**Given passage:**
The recent increase has been attributed to remote working, which is said to have freed up more women to work.
While participation rates between childless men and women of working age are not particularly significant, OECD statistics indicate Ireland has very low participation rates for mothers, particularly for those from a low educational background.
One of the largest gaps – in terms of the rate of employment – between mothers of low and high educational backgrounds was recorded in Ireland.
The lack of affordable childcare is to blame, says the ESRI’s Claire Keane. For women with low rates of education, the prospect of returning to the workforce – perhaps to take a minimum wage job – along with the high cost of childcare “just doesn’t make sense”, she says.
“But even when women are participating, they are much more likely to work part-time because of the high cost or difficulty in getting childcare cover,” she says, suggesting the hourly gender pay gap is less significant than the differences in part-time/full-time rates of employment between men and women, which drive the gender pay gap more than anything else. This also accounts for the high rate of low work intensity households.

**Exercise aim:**
Edit the passage on mothers' employment in Ireland: reproduce everything from "One of the largest" down to "work intensity households.", replacing "childcare" with "daycare". Rely solely on the passage about mothers' employment in Ireland.

**Dataset:**
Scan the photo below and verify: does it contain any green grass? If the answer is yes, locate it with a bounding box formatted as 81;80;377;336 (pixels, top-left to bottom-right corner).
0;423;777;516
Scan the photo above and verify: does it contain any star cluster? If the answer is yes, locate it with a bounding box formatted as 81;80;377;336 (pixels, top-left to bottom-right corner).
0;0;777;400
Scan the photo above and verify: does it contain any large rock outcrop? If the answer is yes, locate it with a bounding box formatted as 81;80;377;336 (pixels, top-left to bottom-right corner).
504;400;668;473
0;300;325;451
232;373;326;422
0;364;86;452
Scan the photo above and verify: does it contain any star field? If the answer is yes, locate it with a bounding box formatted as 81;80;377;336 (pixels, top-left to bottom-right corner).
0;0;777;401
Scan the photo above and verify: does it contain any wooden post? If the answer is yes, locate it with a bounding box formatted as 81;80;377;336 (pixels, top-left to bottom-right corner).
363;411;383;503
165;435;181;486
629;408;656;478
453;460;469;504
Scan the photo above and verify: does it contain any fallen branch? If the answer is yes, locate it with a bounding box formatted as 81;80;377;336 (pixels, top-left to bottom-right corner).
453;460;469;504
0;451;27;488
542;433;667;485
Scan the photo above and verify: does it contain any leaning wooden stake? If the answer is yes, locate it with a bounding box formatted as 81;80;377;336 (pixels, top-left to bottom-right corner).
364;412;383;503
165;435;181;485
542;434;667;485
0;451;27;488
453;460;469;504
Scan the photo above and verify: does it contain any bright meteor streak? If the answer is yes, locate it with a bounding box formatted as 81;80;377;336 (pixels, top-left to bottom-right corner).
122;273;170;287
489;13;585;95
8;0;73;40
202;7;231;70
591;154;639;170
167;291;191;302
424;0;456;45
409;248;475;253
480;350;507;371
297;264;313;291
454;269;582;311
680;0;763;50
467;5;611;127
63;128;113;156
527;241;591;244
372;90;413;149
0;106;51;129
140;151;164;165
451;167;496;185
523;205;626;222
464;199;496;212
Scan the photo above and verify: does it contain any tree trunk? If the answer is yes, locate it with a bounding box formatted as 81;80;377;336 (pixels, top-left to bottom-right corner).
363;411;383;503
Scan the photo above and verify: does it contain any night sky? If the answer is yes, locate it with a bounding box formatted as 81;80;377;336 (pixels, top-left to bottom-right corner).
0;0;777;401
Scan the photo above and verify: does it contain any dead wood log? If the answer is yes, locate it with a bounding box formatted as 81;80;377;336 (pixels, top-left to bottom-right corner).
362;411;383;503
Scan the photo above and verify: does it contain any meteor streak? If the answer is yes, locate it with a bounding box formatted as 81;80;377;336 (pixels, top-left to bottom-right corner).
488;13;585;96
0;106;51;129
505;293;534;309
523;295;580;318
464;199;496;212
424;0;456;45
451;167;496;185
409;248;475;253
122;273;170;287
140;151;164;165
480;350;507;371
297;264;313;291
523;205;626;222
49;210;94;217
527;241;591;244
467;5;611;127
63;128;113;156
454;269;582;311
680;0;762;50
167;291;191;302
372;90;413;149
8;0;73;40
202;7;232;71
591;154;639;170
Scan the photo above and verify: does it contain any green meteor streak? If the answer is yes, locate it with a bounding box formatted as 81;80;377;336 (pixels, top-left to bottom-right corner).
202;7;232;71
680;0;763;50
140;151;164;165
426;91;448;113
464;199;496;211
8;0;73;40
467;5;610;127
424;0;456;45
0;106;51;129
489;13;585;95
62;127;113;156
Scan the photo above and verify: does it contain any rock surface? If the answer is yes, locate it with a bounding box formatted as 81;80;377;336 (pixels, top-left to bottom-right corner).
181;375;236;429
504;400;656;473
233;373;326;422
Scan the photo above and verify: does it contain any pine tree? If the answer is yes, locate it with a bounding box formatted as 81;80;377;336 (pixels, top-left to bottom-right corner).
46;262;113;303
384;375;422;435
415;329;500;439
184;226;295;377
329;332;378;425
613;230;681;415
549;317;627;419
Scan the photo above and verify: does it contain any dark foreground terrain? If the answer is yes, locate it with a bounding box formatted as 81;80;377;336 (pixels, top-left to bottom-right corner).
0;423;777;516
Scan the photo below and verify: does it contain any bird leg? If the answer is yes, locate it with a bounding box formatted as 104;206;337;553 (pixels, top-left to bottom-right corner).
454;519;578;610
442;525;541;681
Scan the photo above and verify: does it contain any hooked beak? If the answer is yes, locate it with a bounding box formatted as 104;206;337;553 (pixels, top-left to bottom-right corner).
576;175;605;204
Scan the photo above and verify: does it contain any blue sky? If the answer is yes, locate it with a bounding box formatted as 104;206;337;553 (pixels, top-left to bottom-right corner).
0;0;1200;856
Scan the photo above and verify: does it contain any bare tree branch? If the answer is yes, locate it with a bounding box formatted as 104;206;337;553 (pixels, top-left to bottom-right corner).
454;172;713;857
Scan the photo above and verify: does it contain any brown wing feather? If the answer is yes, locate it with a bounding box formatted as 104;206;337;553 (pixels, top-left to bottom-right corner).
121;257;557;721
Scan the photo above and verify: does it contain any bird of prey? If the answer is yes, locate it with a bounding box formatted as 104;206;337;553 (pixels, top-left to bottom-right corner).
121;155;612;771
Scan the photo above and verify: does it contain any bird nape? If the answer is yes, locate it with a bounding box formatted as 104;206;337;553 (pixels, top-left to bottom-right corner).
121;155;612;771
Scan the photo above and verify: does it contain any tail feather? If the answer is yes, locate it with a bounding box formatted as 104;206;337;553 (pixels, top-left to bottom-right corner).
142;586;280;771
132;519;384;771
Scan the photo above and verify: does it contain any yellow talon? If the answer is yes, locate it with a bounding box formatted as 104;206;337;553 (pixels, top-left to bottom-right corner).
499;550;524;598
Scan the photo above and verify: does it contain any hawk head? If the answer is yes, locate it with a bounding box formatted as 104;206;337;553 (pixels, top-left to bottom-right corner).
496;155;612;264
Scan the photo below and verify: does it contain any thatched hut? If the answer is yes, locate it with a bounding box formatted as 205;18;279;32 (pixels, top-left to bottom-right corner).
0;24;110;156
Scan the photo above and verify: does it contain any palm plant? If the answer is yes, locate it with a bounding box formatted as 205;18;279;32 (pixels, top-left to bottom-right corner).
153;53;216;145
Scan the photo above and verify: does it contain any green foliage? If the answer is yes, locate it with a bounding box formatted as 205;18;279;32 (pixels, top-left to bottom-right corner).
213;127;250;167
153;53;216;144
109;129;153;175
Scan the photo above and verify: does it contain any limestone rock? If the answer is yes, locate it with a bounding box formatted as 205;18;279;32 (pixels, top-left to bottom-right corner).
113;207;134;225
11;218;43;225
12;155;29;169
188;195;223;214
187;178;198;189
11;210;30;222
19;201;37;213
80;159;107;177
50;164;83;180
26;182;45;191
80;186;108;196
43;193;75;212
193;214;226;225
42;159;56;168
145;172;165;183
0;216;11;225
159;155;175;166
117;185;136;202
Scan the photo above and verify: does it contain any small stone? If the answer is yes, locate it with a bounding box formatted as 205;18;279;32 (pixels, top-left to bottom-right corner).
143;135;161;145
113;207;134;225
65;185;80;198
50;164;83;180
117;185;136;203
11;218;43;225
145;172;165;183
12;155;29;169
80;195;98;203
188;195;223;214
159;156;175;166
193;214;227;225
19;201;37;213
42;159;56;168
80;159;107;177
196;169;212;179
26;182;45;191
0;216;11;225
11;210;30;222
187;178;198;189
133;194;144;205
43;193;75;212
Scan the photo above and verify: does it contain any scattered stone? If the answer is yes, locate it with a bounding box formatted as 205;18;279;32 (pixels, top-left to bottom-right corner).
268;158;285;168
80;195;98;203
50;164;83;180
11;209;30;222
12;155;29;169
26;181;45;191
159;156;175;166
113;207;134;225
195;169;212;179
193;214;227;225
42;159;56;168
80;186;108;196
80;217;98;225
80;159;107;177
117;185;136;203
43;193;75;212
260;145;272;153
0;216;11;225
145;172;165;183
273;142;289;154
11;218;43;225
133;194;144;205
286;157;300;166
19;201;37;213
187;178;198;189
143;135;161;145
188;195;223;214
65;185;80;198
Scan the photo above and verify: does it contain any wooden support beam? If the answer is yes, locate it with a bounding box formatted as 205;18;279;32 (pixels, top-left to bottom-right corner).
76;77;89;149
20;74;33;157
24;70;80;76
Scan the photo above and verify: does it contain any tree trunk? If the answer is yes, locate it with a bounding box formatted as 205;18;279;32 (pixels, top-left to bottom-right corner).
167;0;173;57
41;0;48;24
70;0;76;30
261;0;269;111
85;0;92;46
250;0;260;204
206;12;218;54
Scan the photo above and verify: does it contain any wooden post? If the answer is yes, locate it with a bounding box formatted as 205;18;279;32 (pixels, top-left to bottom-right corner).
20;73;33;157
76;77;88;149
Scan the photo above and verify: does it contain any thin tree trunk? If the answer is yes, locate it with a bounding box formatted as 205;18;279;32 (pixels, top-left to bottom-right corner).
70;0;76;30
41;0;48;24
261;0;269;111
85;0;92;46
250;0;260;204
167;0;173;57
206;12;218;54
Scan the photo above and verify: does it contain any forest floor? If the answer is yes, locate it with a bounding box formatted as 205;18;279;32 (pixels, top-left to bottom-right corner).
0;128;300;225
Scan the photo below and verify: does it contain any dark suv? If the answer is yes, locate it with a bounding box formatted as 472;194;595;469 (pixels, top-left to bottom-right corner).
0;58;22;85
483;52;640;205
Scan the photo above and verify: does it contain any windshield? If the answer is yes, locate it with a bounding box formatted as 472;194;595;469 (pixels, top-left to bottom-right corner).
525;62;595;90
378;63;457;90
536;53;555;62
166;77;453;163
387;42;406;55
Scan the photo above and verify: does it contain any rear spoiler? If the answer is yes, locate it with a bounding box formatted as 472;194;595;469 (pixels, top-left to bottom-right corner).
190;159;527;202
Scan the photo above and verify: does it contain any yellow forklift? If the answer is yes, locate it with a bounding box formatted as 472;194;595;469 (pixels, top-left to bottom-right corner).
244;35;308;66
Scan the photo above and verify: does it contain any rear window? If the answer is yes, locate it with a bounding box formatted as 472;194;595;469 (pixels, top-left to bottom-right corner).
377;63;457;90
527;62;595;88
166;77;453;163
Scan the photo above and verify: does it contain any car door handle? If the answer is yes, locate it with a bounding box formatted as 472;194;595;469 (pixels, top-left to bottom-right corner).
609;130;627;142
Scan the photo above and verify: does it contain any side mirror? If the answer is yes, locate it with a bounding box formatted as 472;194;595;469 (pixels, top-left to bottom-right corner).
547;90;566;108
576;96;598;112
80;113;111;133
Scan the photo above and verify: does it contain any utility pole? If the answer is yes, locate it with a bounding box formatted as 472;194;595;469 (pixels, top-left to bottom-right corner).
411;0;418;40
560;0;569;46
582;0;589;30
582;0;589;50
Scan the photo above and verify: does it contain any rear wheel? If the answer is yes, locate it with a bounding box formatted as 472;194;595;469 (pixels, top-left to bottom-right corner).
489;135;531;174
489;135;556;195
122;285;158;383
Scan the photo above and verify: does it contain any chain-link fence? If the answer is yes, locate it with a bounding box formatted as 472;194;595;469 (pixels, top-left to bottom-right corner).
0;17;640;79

**Task result:**
One of the largest gaps – in terms of the rate of employment – between mothers of low and high educational backgrounds was recorded in Ireland.
The lack of affordable daycare is to blame, says the ESRI’s Claire Keane. For women with low rates of education, the prospect of returning to the workforce – perhaps to take a minimum wage job – along with the high cost of daycare “just doesn’t make sense”, she says.
“But even when women are participating, they are much more likely to work part-time because of the high cost or difficulty in getting daycare cover,” she says, suggesting the hourly gender pay gap is less significant than the differences in part-time/full-time rates of employment between men and women, which drive the gender pay gap more than anything else. This also accounts for the high rate of low work intensity households.